QUESTIONS ON THE MATERIAL:
[A] How long can an open full-bodied red wine keep its flavor and stay fresh, according to the article on opened wine?
[B] Extend the article on opened wine, starting right after its final sentence.

------ SOURCE EXTRACT ------

How Long Does an Opened Bottle of Wine Last?

An opened bottle of wine will typically last 3-5 days before it goes bad. The length of time before wine turns varies on the type of wine and how the wine is stored after it has been opened.

Drinking wine, the next day, or even a few days after it is opened, will not harm you. “Spoiled” wine is essentially just vinegar. As the bottle is uncorked the wine is exposed to oxygen and the wine begins to evolve and age faster.  The flavor and brightness will begin to flatten, and the wine will ultimately evolve into vinegar.

Some varietals can sit open exposed to oxygen for a long time and continue to evolve and be enjoyable, these usually wine high in tannins, while other wines can start to turn within a few hours

Wine Traits that Influence the Length of Time Before Wine Spoils

Bolder, Younger Wines

Bolder, younger wines will last longer after opened than delicate, older or light-bodied wines.

Alcohol Content

Wines with higher % of alcohol typically remain drinkable longer.

Tannins

Wines with higher content of Tannin will stay drinkable longer and can actually benefit from some softening of the tannins. Particularly new wines.

 Acidity

Wines with higher acidity have a longer life.

Residual Sugar

Wines with higher residual sugar last longer. This is because sugar acts as a natural preservative.

How Long Will Different Types of Wine Last After Opening

Light White and Rose Wine.

These lighter wines can last up to 7 days if refrigerated and cork.

Full-Bodied White Wine

 Full-bodied white wine like Chardonnay, Montrachet, Pino Grigio, Viognier and Sauvignon Blanc, can be drinkable for 3 to 5 days if corked and stored in the refrigerator.

Light Red Wine

An opened bottle of light red wine, such as Pinot Noir and Grenache, will last for 2 to 3 days. These red wines have less alcohol and tannins causing the wine’s to lose its flavor and aroma quicker compared to a full-body red.

Full Body Red Wines

Open full bodied red wines like Zinfandel, Cabernet Sauvignon, Syrah can maintain their flavor and stay fresh for 4 – 6 days. This is due to a higher percentage of alcohol and tannins in these wines.

Sparkling Wine

Sparkling Wines have short life spans lasting only 1 – 3 days after opening and will quickly lose their fizzle. It is important to store Sparkling Wines in the fridge with a sparkling wine stopper.

------ DATA FOR ANALYSIS ------

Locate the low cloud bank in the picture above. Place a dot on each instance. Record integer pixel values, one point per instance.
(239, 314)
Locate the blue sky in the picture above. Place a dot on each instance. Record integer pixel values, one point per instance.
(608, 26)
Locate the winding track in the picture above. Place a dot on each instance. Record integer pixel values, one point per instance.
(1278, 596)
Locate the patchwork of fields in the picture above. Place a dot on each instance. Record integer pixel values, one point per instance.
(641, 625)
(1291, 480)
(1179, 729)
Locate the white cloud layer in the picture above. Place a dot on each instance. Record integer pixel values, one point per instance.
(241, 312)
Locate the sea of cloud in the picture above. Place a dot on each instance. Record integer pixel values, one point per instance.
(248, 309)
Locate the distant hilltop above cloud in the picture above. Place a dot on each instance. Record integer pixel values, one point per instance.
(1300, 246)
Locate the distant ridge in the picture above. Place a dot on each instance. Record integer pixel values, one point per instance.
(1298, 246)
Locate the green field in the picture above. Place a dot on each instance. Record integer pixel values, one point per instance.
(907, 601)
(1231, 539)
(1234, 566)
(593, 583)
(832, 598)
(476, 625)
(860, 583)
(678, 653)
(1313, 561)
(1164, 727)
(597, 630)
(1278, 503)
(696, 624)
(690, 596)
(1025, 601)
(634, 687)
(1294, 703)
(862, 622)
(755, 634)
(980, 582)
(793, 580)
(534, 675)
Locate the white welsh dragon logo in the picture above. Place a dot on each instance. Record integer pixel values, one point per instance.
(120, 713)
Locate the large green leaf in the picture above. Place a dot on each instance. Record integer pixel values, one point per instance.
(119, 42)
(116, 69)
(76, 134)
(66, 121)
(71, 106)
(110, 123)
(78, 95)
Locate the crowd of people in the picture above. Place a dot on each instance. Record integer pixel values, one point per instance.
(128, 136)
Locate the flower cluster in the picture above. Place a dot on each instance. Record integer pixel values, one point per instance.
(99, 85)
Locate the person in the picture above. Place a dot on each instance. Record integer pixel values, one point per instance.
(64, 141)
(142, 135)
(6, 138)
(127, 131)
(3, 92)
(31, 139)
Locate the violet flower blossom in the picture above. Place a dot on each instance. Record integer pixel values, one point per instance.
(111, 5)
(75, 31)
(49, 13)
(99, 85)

------

RESULTS:
[A] 4 to 6 days.

[B]
Fortified Wine

Sherry, Port, and other fortified wines can remain fresh for 20 to 30 days when kept corked in a cool dark place. Fortified wines have longer lifespans due to added alcohol such as Brandy. 

Tips for Keeping An Opened Bottle of Wine Fresh Longer

  1. Re-cork an Opened Bottle of Wine

Re-cork the bottle after each pour and when you store the wine. A key factor in prolonging the life of an opened wine is to avoid exposure to air. A bottle that has been left open or has been decanted has received more oxygen than one that was opened and immediately re-corked

  1. Store in a Dark Location

Store the opened wine bottle in a dark location. UV rays can penetrate both clear and green bottles, accelerating the release of sulfur which sours the aroma of the wine.

  1. Keep in a Cool Location or Refrigerate

Open Wines that are kept in a cool place or refrigerated keep longer. The colder temperature will help slow down the oxygenation

  1. Store Upright

Store the open bottle upright so it is exposed to less oxygen in the bottle. An opened bottle resting on its side in the refrigerator presents a greater surface area for air exposure.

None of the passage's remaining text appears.